Text provided:
____________________

To quantify the dynamic response of the reservoir and related risks, a 4D reservoir/geomechanics simulation was conducted for Keshen Reservoir by following an integrated work flow. The work started from systematic laboratory fracture-conductivity tests performed with fractured cores to measure conductivity vs. confining stress for both natural fractures and hydraulic fractures (with proppant placed in the fractures of the core samples). Natural-fracture modeling was conducted to generate a discrete-fracture network (DFN) to delineate spatial distribution of the natural-fracture system. In addition, hydraulic-fracture modeling was conducted to delineate the geometry of the hydraulic-fracture system for the stimulated wells. Then, a 3D geomechanical model was constructed by integrating geological, petrophysical, and geomechanical data, and both the DFN and hydraulic-fracture system were incorporated into the 3D geomechanical model. A 4D reservoir/geomechanics simulation was conducted through coupling with a reservoir simulator to predict variations of stress and strain of rock matrix as well as natural fractures and hydraulic fractures during field production. At each study-well location, a near-wellbore model was extracted from the full-field model, and casing and cement were installed to evaluate well integrity during production.

____________________

Data for this task:
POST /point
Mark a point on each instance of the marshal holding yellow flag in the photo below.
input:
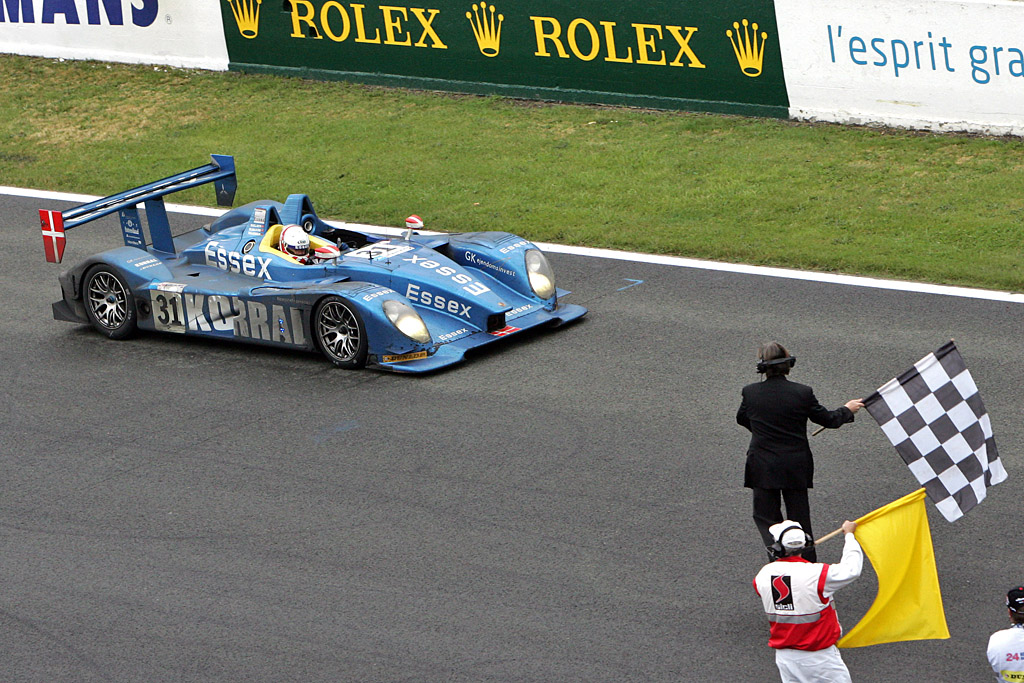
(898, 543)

____________________

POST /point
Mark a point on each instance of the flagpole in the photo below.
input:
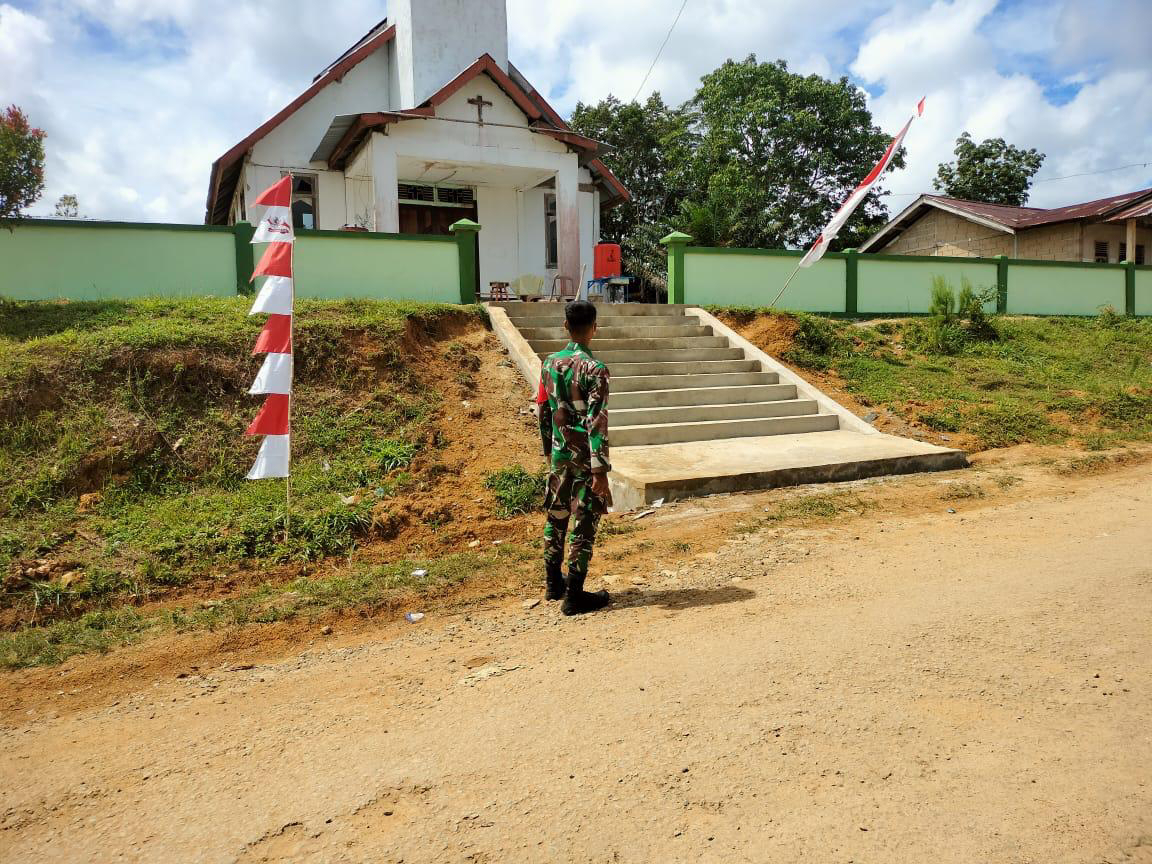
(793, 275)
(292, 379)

____________________

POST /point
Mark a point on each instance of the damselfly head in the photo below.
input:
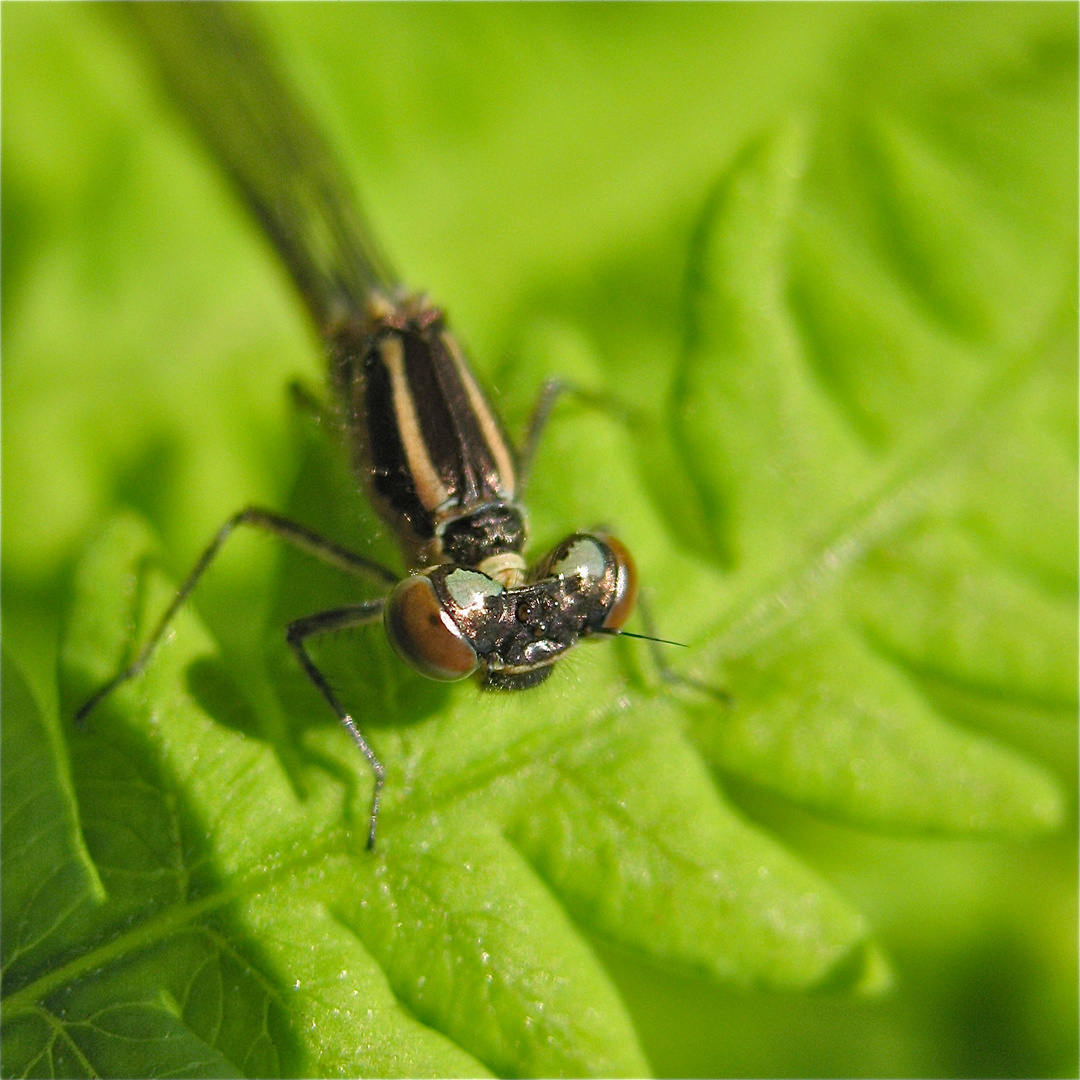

____________________

Task list:
**1)** According to the text on the Keshen Reservoir simulation, what was the discrete-fracture network generated to delineate?
**2)** Show every line of the rows that contains the word "photo".

Responses to the tasks:
**1)** The spatial distribution of the natural-fracture system.

**2)**
Mark a point on each instance of the marshal holding yellow flag in the photo below.
Mark a point on each instance of the flagpole in the photo below.
Mark a point on each instance of the damselfly head in the photo below.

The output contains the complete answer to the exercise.